▶ **WHAT TO WORK ON**: Retype word for word the lines of the data below, from the first to the one bearing "Query: yellow riding helmet", with that one included.

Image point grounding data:
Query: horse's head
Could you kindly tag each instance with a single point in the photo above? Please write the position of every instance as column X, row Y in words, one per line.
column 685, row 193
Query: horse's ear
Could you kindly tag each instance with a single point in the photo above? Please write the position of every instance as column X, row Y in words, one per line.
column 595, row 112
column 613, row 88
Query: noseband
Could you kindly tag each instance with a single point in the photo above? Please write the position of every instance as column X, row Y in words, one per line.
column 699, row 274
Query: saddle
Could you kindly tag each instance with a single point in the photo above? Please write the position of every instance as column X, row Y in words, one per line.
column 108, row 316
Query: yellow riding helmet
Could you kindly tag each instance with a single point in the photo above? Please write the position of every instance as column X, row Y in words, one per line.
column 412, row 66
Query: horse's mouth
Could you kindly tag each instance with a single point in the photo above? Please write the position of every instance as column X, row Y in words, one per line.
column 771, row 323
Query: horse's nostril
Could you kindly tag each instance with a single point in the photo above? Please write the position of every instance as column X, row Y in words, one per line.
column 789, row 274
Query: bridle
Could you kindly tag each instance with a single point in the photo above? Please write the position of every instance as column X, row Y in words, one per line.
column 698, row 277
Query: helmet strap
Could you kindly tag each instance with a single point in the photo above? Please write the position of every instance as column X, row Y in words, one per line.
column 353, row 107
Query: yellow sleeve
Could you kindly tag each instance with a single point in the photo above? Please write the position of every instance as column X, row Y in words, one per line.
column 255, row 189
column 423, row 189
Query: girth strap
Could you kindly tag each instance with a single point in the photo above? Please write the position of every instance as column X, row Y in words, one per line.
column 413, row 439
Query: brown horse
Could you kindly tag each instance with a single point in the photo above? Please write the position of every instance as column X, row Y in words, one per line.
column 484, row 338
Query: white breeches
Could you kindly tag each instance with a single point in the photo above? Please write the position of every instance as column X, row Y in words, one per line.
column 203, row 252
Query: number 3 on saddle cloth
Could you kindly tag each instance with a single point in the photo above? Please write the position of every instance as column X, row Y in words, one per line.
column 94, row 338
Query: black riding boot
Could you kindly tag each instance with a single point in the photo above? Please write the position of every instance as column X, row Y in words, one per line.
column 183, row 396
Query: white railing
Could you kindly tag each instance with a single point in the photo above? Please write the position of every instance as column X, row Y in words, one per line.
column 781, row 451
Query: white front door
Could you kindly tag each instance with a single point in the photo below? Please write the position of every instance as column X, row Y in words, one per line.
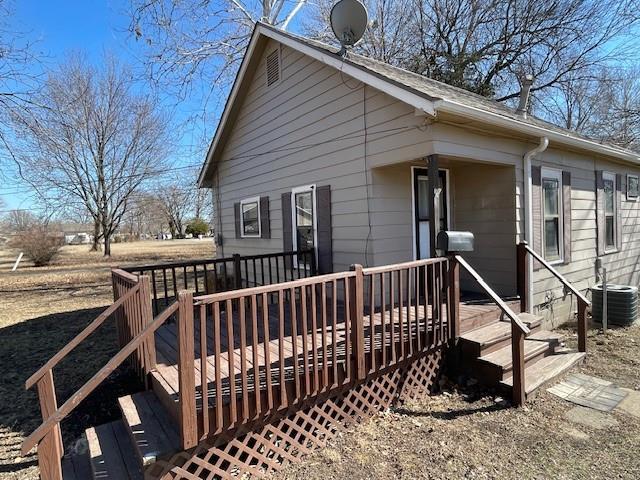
column 421, row 211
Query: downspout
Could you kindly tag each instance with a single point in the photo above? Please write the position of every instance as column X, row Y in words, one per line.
column 528, row 207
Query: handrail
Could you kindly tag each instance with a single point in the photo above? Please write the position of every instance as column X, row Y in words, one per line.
column 53, row 361
column 68, row 406
column 396, row 266
column 494, row 296
column 203, row 261
column 557, row 274
column 242, row 292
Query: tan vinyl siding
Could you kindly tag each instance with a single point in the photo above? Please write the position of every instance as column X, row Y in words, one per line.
column 308, row 129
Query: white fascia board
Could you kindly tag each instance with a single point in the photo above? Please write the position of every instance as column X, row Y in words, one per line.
column 534, row 130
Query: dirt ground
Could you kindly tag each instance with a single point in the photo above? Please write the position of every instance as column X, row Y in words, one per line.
column 467, row 434
column 458, row 433
column 41, row 309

▶ **SOLUTION FOR THIS TASK**:
Query: horse's head
Could you kindly tag each instance with a single point in the photo above? Please write the position of every instance as column X, row Y in words, one per line.
column 685, row 193
Query: horse's ear
Could you kindly tag each instance with a single point in the photo above? Please write the position of every instance as column X, row Y in words, one per line.
column 595, row 112
column 613, row 88
Query: noseband
Could you kindly tag each instance with a single point in the photo above? Please write the position of every instance as column X, row Y in words, one per line.
column 699, row 274
Query: saddle
Could you kindly tag each instance with a single point in the photo above? Please write the position of every instance as column X, row Y in words, one per line.
column 108, row 316
Query: yellow riding helmet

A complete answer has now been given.